--- begin Source material ---
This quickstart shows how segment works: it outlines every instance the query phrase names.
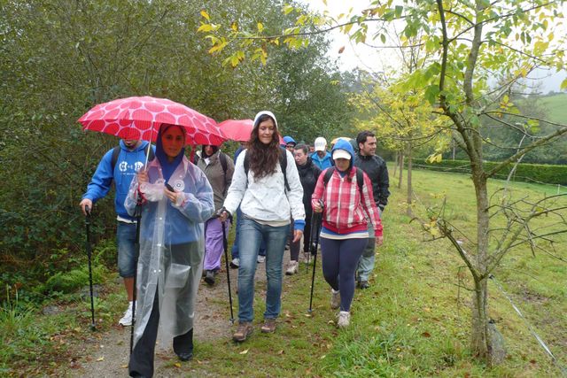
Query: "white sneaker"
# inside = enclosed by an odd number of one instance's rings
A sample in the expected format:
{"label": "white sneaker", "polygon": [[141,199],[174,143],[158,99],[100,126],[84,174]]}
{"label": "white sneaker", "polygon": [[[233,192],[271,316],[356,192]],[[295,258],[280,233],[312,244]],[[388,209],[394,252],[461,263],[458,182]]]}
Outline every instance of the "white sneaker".
{"label": "white sneaker", "polygon": [[236,267],[238,267],[238,266],[240,266],[240,258],[234,258],[232,259],[232,261],[230,261],[230,267],[231,268],[236,268]]}
{"label": "white sneaker", "polygon": [[132,325],[132,304],[133,302],[129,302],[128,309],[124,312],[122,318],[118,321],[118,324],[120,326],[131,326]]}
{"label": "white sneaker", "polygon": [[299,270],[299,263],[294,260],[291,260],[287,265],[287,270],[285,271],[285,274],[292,275],[298,273]]}
{"label": "white sneaker", "polygon": [[344,328],[348,327],[351,323],[351,313],[348,311],[341,311],[338,312],[338,320],[337,321],[337,327]]}
{"label": "white sneaker", "polygon": [[334,289],[331,289],[330,293],[330,308],[337,310],[340,307],[340,291],[335,291]]}

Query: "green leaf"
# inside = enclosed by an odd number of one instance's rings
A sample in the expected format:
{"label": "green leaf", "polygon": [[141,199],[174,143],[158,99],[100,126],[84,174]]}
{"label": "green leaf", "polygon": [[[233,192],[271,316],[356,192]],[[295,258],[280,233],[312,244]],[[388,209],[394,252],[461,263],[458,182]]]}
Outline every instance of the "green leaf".
{"label": "green leaf", "polygon": [[439,86],[436,84],[429,85],[425,89],[425,99],[431,104],[433,104],[437,102],[437,97],[439,95]]}
{"label": "green leaf", "polygon": [[399,19],[400,16],[401,16],[401,12],[404,10],[404,7],[401,5],[396,5],[396,9],[394,11],[394,14],[396,15],[396,18]]}

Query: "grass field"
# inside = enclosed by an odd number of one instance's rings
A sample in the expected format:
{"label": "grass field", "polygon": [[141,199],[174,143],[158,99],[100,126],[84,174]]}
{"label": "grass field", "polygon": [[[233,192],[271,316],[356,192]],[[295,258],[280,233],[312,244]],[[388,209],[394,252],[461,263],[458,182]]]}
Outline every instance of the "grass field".
{"label": "grass field", "polygon": [[546,107],[549,120],[567,123],[567,93],[541,97],[540,102]]}
{"label": "grass field", "polygon": [[[393,177],[391,181],[397,181]],[[491,183],[491,192],[501,185],[501,181]],[[474,190],[466,175],[415,171],[414,186],[418,199],[416,213],[424,206],[435,206],[446,197],[446,216],[464,234],[472,233],[476,221]],[[512,184],[511,189],[517,197],[540,197],[547,190],[545,187],[526,183]],[[307,316],[310,274],[305,273],[302,266],[299,274],[284,278],[282,317],[276,334],[266,336],[256,332],[242,344],[229,340],[199,343],[195,360],[181,367],[172,364],[171,374],[561,376],[561,371],[530,334],[526,323],[492,282],[489,282],[489,312],[503,336],[508,357],[502,365],[493,369],[471,359],[470,293],[459,288],[460,284],[470,283],[468,274],[461,269],[464,264],[447,241],[429,241],[430,237],[421,231],[417,222],[410,223],[411,220],[405,215],[405,188],[391,189],[392,194],[383,219],[384,244],[377,250],[372,287],[363,291],[357,289],[349,328],[338,330],[334,327],[335,312],[329,306],[330,289],[322,281],[320,269],[315,281],[315,311]],[[555,251],[549,251],[567,258],[565,241],[563,237],[563,243],[555,245]],[[470,243],[466,242],[465,245],[467,243]],[[566,274],[564,260],[559,261],[545,253],[533,256],[526,248],[509,253],[494,272],[498,282],[563,364],[567,364]],[[110,292],[121,294],[119,289]],[[117,319],[120,315],[113,305],[120,299],[117,296],[111,294],[103,299],[106,301],[109,319]],[[257,297],[255,304],[256,320],[260,321],[263,300]],[[82,316],[84,319],[81,321],[87,324],[88,312]],[[36,317],[27,324],[35,322],[35,327],[41,328],[43,321],[47,320]],[[43,340],[53,340],[58,335],[53,320],[50,321],[46,324],[49,328],[41,333]],[[61,321],[72,320],[62,317]],[[70,332],[75,332],[72,336],[84,337],[77,320],[72,322],[74,331]],[[17,327],[14,332],[19,332]],[[57,338],[52,342],[43,341],[35,351],[40,356],[42,350],[47,351],[54,343]],[[23,344],[16,347],[19,349],[12,351],[16,353],[12,358],[25,355],[27,347]],[[9,364],[5,359],[8,353],[5,346],[0,348],[4,348],[0,356]],[[30,371],[37,371],[38,365],[44,361],[38,357],[28,363]],[[6,366],[4,365],[4,368]],[[10,373],[9,369],[4,373]],[[21,371],[17,374],[22,373],[25,375]]]}

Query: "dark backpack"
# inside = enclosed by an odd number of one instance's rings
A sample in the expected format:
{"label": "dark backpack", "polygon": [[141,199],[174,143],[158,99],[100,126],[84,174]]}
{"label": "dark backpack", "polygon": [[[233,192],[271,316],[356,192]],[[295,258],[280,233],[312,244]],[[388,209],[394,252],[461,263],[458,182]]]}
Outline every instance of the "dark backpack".
{"label": "dark backpack", "polygon": [[[361,201],[362,201],[362,186],[364,185],[364,175],[362,174],[362,170],[357,168],[356,166],[353,166],[353,169],[356,169],[356,183],[358,185],[358,191],[361,193]],[[327,184],[329,183],[329,180],[330,180],[330,176],[333,175],[335,172],[335,167],[331,166],[330,168],[325,171],[325,174],[322,176],[322,182],[325,184],[325,188],[327,188]]]}
{"label": "dark backpack", "polygon": [[[280,167],[282,167],[282,174],[284,174],[284,183],[285,185],[285,189],[290,191],[290,184],[287,181],[287,174],[285,169],[287,168],[287,155],[285,153],[287,150],[280,147]],[[248,171],[250,170],[250,162],[248,161],[248,154],[245,155],[245,173],[246,174],[246,177],[248,177]]]}
{"label": "dark backpack", "polygon": [[[116,146],[113,149],[113,159],[111,160],[111,163],[110,163],[111,166],[113,167],[113,172],[114,172],[114,167],[116,166],[118,157],[120,154],[120,150],[122,150],[120,146]],[[156,157],[156,155],[153,153],[151,143],[148,143],[148,145],[145,146],[144,153],[146,156],[148,155],[148,150],[150,150],[150,156],[148,157],[148,161],[151,161]]]}
{"label": "dark backpack", "polygon": [[[201,158],[199,158],[198,155],[195,154],[195,158],[193,158],[193,164],[195,166],[197,166],[197,163],[198,163],[198,159]],[[224,173],[224,187],[225,187],[225,190],[228,190],[227,188],[227,169],[228,168],[228,163],[227,163],[227,156],[224,154],[224,152],[220,151],[219,153],[219,160],[221,161],[221,166],[222,166],[222,172]]]}

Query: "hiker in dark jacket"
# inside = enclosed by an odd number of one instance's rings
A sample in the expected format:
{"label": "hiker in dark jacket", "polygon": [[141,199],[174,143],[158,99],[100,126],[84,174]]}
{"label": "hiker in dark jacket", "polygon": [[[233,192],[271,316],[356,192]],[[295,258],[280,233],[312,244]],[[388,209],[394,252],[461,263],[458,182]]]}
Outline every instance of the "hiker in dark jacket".
{"label": "hiker in dark jacket", "polygon": [[[366,173],[372,181],[372,194],[380,212],[380,216],[384,207],[388,204],[390,191],[388,187],[388,167],[386,162],[376,154],[376,136],[369,131],[362,131],[356,136],[359,146],[358,153],[354,159],[354,166]],[[358,265],[356,281],[360,289],[370,287],[369,278],[374,269],[376,239],[372,237],[374,233],[370,229],[372,224],[369,222],[369,243],[362,253]]]}
{"label": "hiker in dark jacket", "polygon": [[[215,212],[222,207],[232,175],[234,163],[218,146],[204,145],[201,157],[197,159],[197,166],[205,173],[214,193]],[[205,282],[209,285],[214,284],[214,277],[221,269],[221,257],[223,251],[222,228],[229,235],[230,221],[221,223],[216,216],[211,217],[205,223]]]}
{"label": "hiker in dark jacket", "polygon": [[[315,166],[309,157],[309,148],[306,144],[297,144],[293,150],[295,165],[299,174],[299,181],[303,187],[303,205],[305,206],[305,228],[303,230],[303,253],[309,253],[309,239],[311,238],[311,195],[315,189],[321,169]],[[299,268],[299,248],[301,242],[292,243],[290,247],[291,258],[285,274],[291,275]],[[307,257],[307,256],[306,256]]]}

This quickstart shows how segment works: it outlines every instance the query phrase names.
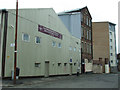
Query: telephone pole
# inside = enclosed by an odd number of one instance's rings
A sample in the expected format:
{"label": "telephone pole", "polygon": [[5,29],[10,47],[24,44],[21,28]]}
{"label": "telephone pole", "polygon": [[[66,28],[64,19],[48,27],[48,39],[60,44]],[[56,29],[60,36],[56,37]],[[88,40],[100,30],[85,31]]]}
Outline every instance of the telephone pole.
{"label": "telephone pole", "polygon": [[16,66],[17,66],[17,27],[18,27],[18,0],[16,0],[16,26],[15,26],[15,49],[14,49],[14,84],[16,84]]}

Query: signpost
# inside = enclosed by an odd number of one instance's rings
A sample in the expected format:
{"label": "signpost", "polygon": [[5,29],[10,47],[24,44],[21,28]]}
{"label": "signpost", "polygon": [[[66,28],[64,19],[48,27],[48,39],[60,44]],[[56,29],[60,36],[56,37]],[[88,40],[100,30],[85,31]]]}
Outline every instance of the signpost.
{"label": "signpost", "polygon": [[17,26],[18,26],[18,0],[16,0],[16,27],[15,27],[15,51],[14,51],[14,84],[16,84],[17,64]]}

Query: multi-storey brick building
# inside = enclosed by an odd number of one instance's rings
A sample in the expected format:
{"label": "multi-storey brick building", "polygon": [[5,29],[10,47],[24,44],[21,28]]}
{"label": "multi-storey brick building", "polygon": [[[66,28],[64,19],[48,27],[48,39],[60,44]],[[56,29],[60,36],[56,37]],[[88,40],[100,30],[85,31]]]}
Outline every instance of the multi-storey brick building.
{"label": "multi-storey brick building", "polygon": [[105,62],[108,59],[111,72],[114,72],[117,66],[115,24],[108,21],[93,22],[92,26],[93,60],[101,58]]}
{"label": "multi-storey brick building", "polygon": [[[78,17],[73,17],[78,15]],[[61,18],[65,26],[68,28],[73,36],[78,36],[76,27],[80,29],[81,39],[81,70],[82,73],[92,71],[92,17],[87,7],[80,9],[70,10],[59,13],[58,16]],[[77,20],[75,20],[77,18]],[[77,23],[77,24],[76,24]],[[78,24],[79,23],[79,24]],[[71,31],[71,29],[73,29]]]}

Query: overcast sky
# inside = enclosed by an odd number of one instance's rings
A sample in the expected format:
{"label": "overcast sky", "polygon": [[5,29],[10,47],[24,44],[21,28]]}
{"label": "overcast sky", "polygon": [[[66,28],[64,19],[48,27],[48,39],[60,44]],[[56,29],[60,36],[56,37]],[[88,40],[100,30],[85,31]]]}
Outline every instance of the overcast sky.
{"label": "overcast sky", "polygon": [[[118,2],[120,0],[18,0],[18,1],[19,8],[53,8],[57,13],[87,6],[93,18],[93,22],[110,21],[112,23],[117,24],[116,31],[118,32]],[[0,9],[4,8],[14,9],[15,7],[16,0],[0,0]]]}

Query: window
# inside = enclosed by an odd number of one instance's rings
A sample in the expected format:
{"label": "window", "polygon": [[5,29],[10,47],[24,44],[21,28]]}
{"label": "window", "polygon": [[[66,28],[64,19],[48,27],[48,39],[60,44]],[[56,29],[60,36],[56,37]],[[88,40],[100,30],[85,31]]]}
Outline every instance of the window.
{"label": "window", "polygon": [[87,52],[87,45],[86,45],[86,43],[85,43],[85,46],[84,46],[85,48],[84,48],[84,52]]}
{"label": "window", "polygon": [[78,52],[80,52],[80,49],[78,50]]}
{"label": "window", "polygon": [[81,43],[82,52],[84,52],[84,43]]}
{"label": "window", "polygon": [[64,63],[64,66],[67,66],[67,63]]}
{"label": "window", "polygon": [[89,48],[89,49],[90,49],[90,54],[91,54],[91,45],[90,45],[90,48]]}
{"label": "window", "polygon": [[91,20],[89,19],[89,26],[91,26]]}
{"label": "window", "polygon": [[89,40],[91,40],[91,31],[89,31]]}
{"label": "window", "polygon": [[56,46],[56,43],[55,41],[52,42],[52,46],[55,47]]}
{"label": "window", "polygon": [[74,63],[74,66],[76,66],[76,63]]}
{"label": "window", "polygon": [[113,56],[113,53],[110,53],[111,56]]}
{"label": "window", "polygon": [[112,39],[110,39],[110,42],[112,42]]}
{"label": "window", "polygon": [[69,47],[69,50],[72,50],[72,47],[71,47],[71,46]]}
{"label": "window", "polygon": [[83,21],[83,14],[81,13],[81,21]]}
{"label": "window", "polygon": [[35,43],[37,43],[37,44],[40,43],[40,37],[35,37]]}
{"label": "window", "polygon": [[35,63],[35,67],[40,67],[40,63]]}
{"label": "window", "polygon": [[113,63],[113,60],[111,60],[111,63]]}
{"label": "window", "polygon": [[88,16],[87,16],[87,18],[86,18],[86,24],[87,24],[87,25],[89,24],[89,18],[88,18]]}
{"label": "window", "polygon": [[110,46],[110,49],[112,49],[112,46]]}
{"label": "window", "polygon": [[89,31],[87,30],[87,39],[89,39]]}
{"label": "window", "polygon": [[58,63],[58,66],[60,66],[61,65],[61,63]]}
{"label": "window", "polygon": [[58,48],[61,48],[61,43],[58,43]]}
{"label": "window", "polygon": [[89,44],[87,44],[87,53],[89,53]]}
{"label": "window", "polygon": [[30,41],[30,36],[28,34],[23,33],[22,34],[22,39],[23,39],[23,41],[29,42]]}
{"label": "window", "polygon": [[83,27],[81,27],[81,37],[83,37],[84,32],[83,32]]}
{"label": "window", "polygon": [[110,32],[110,35],[112,35],[112,32]]}
{"label": "window", "polygon": [[74,48],[74,51],[76,51],[76,47]]}

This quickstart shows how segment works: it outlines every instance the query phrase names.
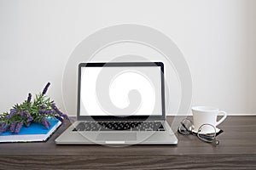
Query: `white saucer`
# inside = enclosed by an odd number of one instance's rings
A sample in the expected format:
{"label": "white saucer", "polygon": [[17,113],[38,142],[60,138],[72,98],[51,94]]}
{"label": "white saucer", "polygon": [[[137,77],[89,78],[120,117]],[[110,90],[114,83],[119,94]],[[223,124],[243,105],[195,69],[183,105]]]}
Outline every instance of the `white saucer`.
{"label": "white saucer", "polygon": [[[220,129],[216,128],[216,133],[218,133]],[[195,131],[195,129],[192,129],[192,132],[197,133],[197,131]],[[214,133],[214,132],[203,132],[202,133]]]}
--- end Source material ---
#### Instructions to follow
In the items above, how many lines contain the word "green"? Case counts, so match capitalization exactly, and reply with the number alone.

#### Exercise answer
6